→ Object detection data
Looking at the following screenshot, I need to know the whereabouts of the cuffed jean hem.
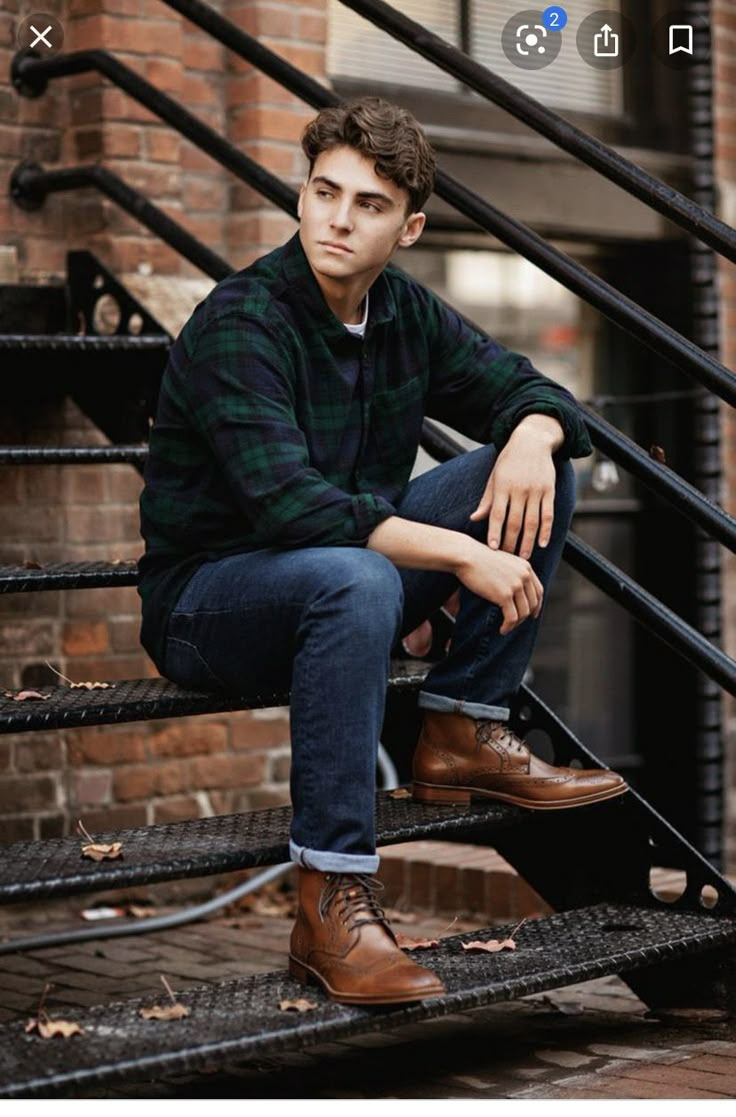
[289,841,381,873]
[418,690,512,722]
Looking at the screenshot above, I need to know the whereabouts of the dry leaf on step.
[396,932,440,951]
[3,690,51,701]
[138,974,192,1020]
[26,1012,84,1040]
[138,1001,192,1020]
[462,938,516,954]
[278,996,317,1012]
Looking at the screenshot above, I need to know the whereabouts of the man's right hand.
[367,516,544,636]
[456,540,544,636]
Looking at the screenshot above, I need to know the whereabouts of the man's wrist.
[509,414,565,454]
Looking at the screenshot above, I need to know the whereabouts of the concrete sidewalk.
[0,866,736,1099]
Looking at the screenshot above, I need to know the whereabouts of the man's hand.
[456,540,544,636]
[470,414,564,559]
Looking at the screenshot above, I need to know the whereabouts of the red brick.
[189,756,266,789]
[69,768,113,806]
[0,818,34,842]
[153,796,200,822]
[0,775,57,813]
[63,621,109,656]
[66,726,145,767]
[16,733,64,772]
[82,804,149,838]
[149,718,228,756]
[0,618,57,657]
[182,35,226,75]
[107,617,141,651]
[143,57,183,93]
[113,762,190,802]
[230,715,290,750]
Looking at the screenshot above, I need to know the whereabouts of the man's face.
[299,147,424,283]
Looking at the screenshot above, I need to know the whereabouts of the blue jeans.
[164,446,574,872]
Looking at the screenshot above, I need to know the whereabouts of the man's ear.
[399,213,427,248]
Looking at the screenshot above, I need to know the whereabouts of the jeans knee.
[314,547,403,634]
[555,460,576,531]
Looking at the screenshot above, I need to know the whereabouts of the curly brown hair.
[302,97,437,213]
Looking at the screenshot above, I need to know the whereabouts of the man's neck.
[313,270,381,325]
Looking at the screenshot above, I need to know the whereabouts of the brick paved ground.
[0,875,736,1100]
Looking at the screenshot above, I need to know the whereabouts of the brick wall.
[0,0,326,841]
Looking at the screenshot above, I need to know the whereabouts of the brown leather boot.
[413,710,629,811]
[289,868,445,1004]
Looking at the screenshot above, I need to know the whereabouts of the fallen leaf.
[77,819,123,861]
[138,1001,192,1020]
[532,996,585,1016]
[26,1013,84,1040]
[82,841,123,861]
[278,996,317,1012]
[462,938,516,954]
[396,932,440,951]
[3,690,51,701]
[138,974,192,1020]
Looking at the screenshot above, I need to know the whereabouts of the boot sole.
[412,781,629,811]
[289,954,447,1004]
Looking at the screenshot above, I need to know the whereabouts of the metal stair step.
[0,904,736,1097]
[0,660,429,734]
[0,562,138,593]
[0,792,528,903]
[0,333,171,354]
[0,443,149,466]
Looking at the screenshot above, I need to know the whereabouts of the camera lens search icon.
[501,9,562,70]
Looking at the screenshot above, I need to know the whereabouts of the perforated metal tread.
[0,334,171,353]
[0,792,528,903]
[0,562,138,593]
[0,660,429,734]
[0,904,736,1097]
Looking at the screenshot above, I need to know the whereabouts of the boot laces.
[319,872,389,930]
[476,722,528,755]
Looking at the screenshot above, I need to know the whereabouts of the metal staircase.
[0,0,736,1097]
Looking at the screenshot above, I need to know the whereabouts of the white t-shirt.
[343,295,369,337]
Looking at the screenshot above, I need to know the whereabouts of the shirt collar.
[281,232,396,336]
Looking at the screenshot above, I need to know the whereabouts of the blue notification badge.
[542,4,567,31]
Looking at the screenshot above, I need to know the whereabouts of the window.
[327,0,623,116]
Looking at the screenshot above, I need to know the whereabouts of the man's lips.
[318,240,353,255]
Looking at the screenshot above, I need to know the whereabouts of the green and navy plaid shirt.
[138,233,591,667]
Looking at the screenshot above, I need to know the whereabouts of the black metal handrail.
[10,163,232,279]
[12,45,736,407]
[11,156,736,551]
[337,0,736,261]
[10,50,296,217]
[7,0,736,686]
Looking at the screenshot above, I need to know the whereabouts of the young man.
[140,97,625,1004]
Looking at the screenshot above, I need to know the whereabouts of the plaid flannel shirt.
[138,233,591,667]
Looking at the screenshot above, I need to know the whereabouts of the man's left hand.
[470,414,564,559]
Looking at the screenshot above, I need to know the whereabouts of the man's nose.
[331,200,353,229]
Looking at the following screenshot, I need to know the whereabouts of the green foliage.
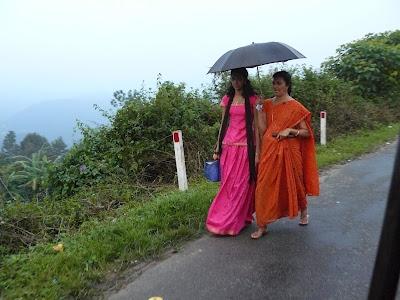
[49,137,67,160]
[252,67,400,139]
[0,183,217,299]
[323,30,400,100]
[50,81,220,195]
[0,183,149,254]
[1,131,19,155]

→ Goal
State how many rows contain the string "step", treating uppercase and lowercase as different, and give only the number.

→ Solution
2